> **Problem description**:
All lines below containing "each" are to be listed.

--- Record extracts Enclosed Below ---

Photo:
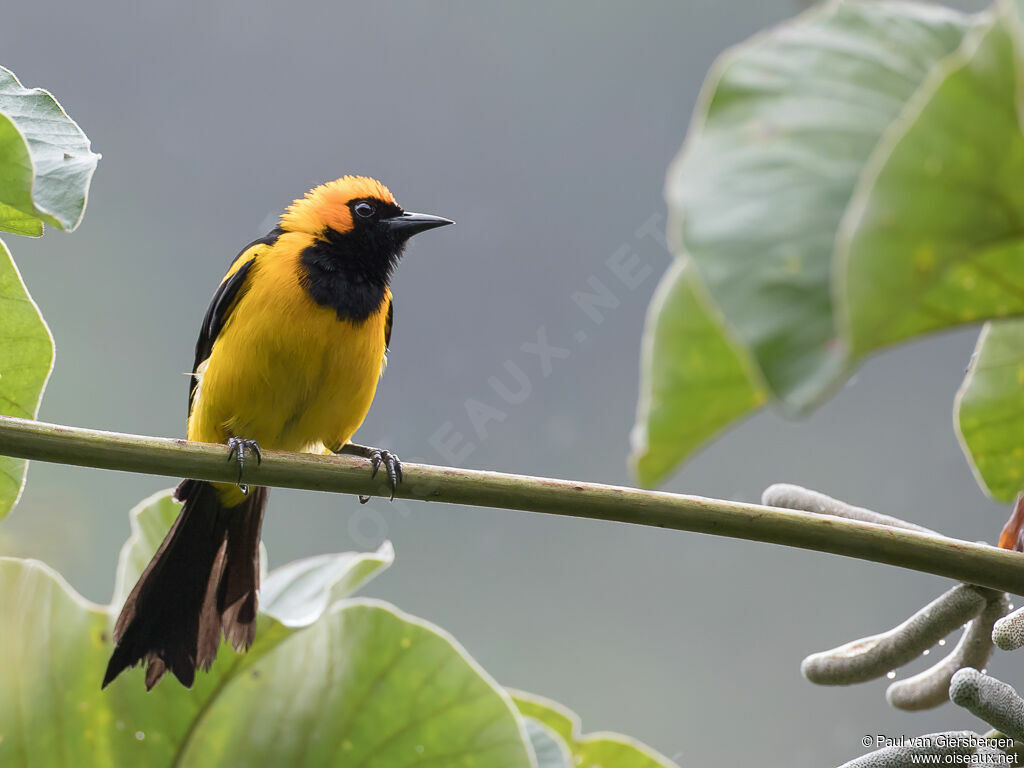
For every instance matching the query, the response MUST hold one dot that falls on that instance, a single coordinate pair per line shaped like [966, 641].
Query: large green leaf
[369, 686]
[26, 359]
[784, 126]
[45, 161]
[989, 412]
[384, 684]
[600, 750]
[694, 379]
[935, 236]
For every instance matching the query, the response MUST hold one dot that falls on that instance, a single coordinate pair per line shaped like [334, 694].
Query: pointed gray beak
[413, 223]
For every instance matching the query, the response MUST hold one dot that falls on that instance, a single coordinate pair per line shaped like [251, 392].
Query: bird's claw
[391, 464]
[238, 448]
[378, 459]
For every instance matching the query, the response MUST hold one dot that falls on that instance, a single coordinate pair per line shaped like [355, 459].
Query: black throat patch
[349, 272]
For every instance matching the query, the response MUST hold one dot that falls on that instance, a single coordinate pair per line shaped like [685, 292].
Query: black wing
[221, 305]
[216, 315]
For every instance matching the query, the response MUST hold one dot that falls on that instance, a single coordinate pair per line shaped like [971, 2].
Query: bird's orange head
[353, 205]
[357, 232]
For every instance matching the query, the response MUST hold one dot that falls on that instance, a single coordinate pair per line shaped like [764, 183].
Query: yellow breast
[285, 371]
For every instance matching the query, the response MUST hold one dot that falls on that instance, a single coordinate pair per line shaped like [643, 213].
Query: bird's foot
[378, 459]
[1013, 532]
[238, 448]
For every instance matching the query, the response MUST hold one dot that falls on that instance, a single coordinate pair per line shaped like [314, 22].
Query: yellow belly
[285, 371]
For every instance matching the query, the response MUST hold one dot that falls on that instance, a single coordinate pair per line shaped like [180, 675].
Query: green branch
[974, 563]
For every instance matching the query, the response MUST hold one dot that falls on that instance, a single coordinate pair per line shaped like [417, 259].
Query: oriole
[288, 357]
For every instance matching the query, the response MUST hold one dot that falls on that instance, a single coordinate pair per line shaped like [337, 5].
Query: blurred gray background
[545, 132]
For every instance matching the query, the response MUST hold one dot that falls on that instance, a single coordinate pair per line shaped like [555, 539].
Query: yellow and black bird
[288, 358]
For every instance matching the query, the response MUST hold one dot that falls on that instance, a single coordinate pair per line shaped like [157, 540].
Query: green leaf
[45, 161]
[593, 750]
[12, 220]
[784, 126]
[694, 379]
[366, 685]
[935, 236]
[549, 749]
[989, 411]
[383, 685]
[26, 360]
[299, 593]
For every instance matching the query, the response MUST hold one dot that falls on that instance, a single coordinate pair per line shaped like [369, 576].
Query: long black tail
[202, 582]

--- End of Enclosed Record extracts ---
--- Record extracts Enclosed Below ---

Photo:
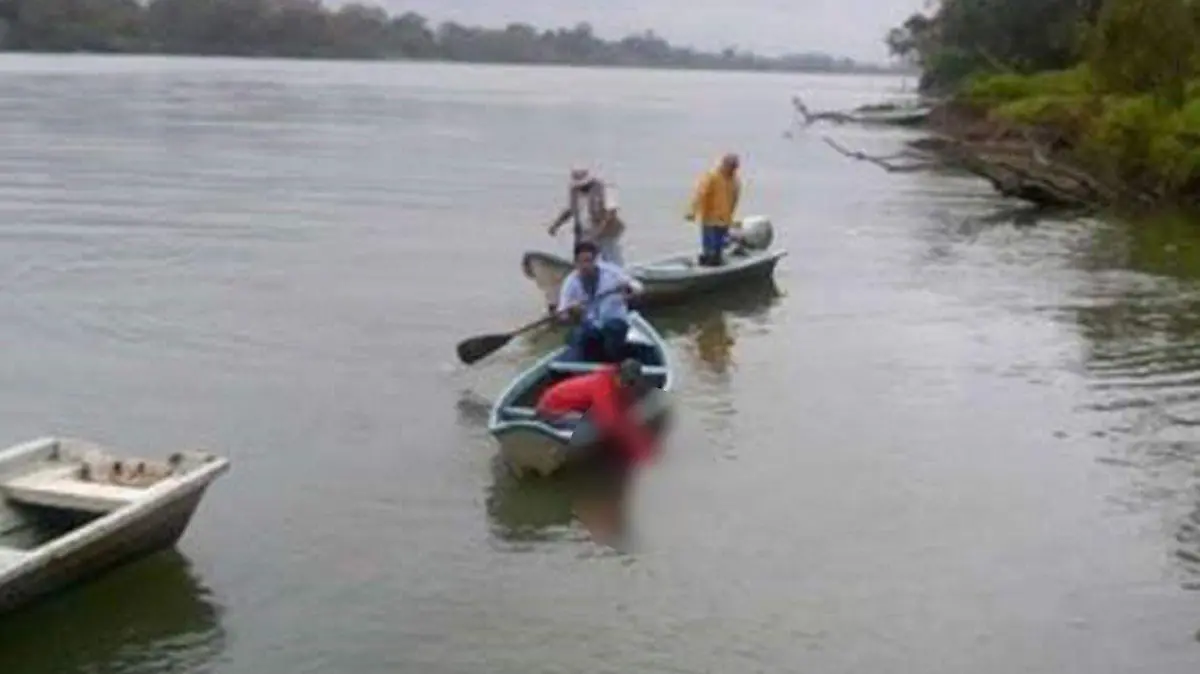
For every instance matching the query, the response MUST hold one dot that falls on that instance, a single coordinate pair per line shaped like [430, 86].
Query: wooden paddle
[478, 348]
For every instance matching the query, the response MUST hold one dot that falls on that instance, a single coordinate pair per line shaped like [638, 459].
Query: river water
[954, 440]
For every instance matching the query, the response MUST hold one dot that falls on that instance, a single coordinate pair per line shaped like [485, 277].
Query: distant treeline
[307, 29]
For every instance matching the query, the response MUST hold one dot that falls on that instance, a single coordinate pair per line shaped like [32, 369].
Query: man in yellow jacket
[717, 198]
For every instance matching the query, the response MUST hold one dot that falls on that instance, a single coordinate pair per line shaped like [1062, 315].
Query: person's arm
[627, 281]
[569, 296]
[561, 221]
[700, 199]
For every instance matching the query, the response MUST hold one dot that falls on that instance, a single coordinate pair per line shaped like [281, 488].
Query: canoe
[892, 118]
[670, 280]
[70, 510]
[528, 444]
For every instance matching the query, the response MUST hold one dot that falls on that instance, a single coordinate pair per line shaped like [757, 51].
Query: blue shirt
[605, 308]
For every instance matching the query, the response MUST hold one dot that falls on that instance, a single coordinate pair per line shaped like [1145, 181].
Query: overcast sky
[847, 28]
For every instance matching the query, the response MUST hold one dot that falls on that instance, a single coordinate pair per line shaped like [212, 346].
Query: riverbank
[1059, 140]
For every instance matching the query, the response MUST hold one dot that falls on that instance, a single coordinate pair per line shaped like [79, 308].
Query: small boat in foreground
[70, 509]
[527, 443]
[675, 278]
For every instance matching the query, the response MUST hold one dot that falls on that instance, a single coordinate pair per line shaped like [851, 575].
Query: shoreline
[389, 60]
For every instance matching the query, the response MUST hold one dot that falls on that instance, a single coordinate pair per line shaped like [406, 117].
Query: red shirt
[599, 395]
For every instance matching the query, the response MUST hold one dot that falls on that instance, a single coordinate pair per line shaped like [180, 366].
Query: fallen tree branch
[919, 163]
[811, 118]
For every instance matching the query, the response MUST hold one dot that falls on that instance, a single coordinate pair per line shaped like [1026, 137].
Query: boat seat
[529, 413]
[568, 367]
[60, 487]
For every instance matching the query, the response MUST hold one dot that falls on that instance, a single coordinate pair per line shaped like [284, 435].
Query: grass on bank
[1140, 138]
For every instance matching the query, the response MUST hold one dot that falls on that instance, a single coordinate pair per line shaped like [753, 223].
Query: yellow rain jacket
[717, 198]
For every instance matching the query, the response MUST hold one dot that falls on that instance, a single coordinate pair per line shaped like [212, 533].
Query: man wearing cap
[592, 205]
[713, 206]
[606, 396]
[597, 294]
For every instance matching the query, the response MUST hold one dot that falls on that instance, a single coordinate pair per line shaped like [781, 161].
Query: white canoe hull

--- End of Enclosed Record extracts ---
--- Record extracts Enclosed Below ---

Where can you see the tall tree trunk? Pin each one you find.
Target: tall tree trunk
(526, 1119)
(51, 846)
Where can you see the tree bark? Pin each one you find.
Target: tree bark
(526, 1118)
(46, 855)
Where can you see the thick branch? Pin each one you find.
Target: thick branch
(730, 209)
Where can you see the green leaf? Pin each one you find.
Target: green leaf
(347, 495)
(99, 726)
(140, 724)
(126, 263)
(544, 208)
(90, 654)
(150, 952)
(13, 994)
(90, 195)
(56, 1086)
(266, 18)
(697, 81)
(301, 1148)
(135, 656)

--- End of Enclosed Record extracts ---

> **Finished exercise**:
Where can you see the tall tree trunk? Pin each one you find.
Where can you see the tree bark? Pin each one you find.
Where can you see the thick branch? Pin each one you find.
Where can you see the green leaf? Pin each one you find.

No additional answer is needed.